Problems and tasks
1. In the article on prisons banning in-person visits, on what date does the Jefferson Parish Correctional Center stop allowing in-person visits?
2. Using the article on prisons banning in-person visits, explain why jailers see replacing in-person visits with video as a sensible move.

Text shown
More Prisons Banning In-Person Visits, Adding To Securus Tech's Pile Of Cash

from the it's-ok-because-prisoners-aren't-human-beings,-amirite dept

Jails and prisons continue to sacrifice what few physical interactions prisoners have with loved ones on the outside to phone service provider Securus. The New Orleans Advocate reports a local jail is the latest in a long line of correctional facilities to ban in-person visits, replacing them with Securus communication software and hardware.

Inmates at the Jefferson Parish Correctional Center in Gretna will no longer be able to receive in-person visits from relatives and friends beginning Oct. 10, when the facility will begin a “video visitation” program similar to one put in place at New Orleans’ lockup a couple of years ago.

To jailers, this move just makes sense. It all but eliminates contraband smuggling and allows prisons and jails to allocate fewer staffers to monitoring prisoner visits. But it makes little sense for those stuck inside and even less sense for those on the outside who will be spending a lot more money on visits that used to be free.

The Sheriff’s Office said 20-minute sessions will cost nearly $13.

At this per minute rate, it makes no difference visiting hours are being expanded. While it may sometimes be more convenient to Skype prisoners than visit in person, no one’s asking for $0.60/minute communications to be their only option.

But this is something Securus has pushed for a long time. Back in 2015, Securus finally dropped a clause in its contracts that mandated correctional facilities using its equipment move to video-only visits. But that doesn’t mean jails aren’t still heavily encouraged to ban in-person visits. The pivot to video doesn’t just generate an absurd amount of income for the communications provider. It also pads the pockets of prisons.

Jails stand to make a profit by adopting this type of visitation. If families do a video visit at the jail, it’s free, but if they do it from their home computer, it can cost $1 per minute. Securus promised the Cheshire County Jail a 20 percent cut of the thousands of dollars those fees bring in — that cut totaled $2,500 for the jail last year. The county paid $30,000 to install the video system.

This perversity incentivizes prison and jails to further dehumanize inmates by cutting them off from most, if not all, outside human contact while incarcerated. Jails don’t have to step up to full-on bans to discourage visits. They can just enact highly-intrusive search policies and shorten visiting hours to achieve the same effect.

Excerpts of pointing data
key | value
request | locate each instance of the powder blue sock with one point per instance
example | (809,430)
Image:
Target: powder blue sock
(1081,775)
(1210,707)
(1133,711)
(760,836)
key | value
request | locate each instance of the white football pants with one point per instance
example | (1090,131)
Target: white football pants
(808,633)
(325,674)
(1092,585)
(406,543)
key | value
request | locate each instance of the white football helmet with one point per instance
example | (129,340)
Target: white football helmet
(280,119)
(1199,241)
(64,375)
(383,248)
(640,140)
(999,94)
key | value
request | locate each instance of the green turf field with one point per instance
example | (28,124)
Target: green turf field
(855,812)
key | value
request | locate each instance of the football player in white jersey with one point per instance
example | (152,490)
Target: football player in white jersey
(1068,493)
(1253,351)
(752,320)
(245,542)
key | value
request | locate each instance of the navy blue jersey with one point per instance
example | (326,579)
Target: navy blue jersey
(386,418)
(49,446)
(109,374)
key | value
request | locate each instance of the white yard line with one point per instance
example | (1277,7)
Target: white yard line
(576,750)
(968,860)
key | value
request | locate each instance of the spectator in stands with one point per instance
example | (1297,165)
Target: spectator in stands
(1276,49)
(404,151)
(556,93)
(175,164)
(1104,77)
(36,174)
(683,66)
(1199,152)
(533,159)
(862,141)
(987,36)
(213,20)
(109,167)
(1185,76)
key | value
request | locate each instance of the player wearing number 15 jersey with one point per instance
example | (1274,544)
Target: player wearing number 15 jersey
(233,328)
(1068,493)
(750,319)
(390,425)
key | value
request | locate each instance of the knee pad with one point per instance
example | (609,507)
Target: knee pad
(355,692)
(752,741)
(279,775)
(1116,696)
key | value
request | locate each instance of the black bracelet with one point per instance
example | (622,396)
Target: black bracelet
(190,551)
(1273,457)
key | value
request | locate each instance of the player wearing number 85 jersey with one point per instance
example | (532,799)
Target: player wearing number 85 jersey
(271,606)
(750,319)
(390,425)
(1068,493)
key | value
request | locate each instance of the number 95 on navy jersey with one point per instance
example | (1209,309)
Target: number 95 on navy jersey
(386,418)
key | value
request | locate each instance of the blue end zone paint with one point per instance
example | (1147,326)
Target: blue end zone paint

Results of the exercise
1. Oct. 10

2. It all but eliminates contraband smuggling. It also lets prisons and jails assign fewer staffers to monitoring prisoner visits.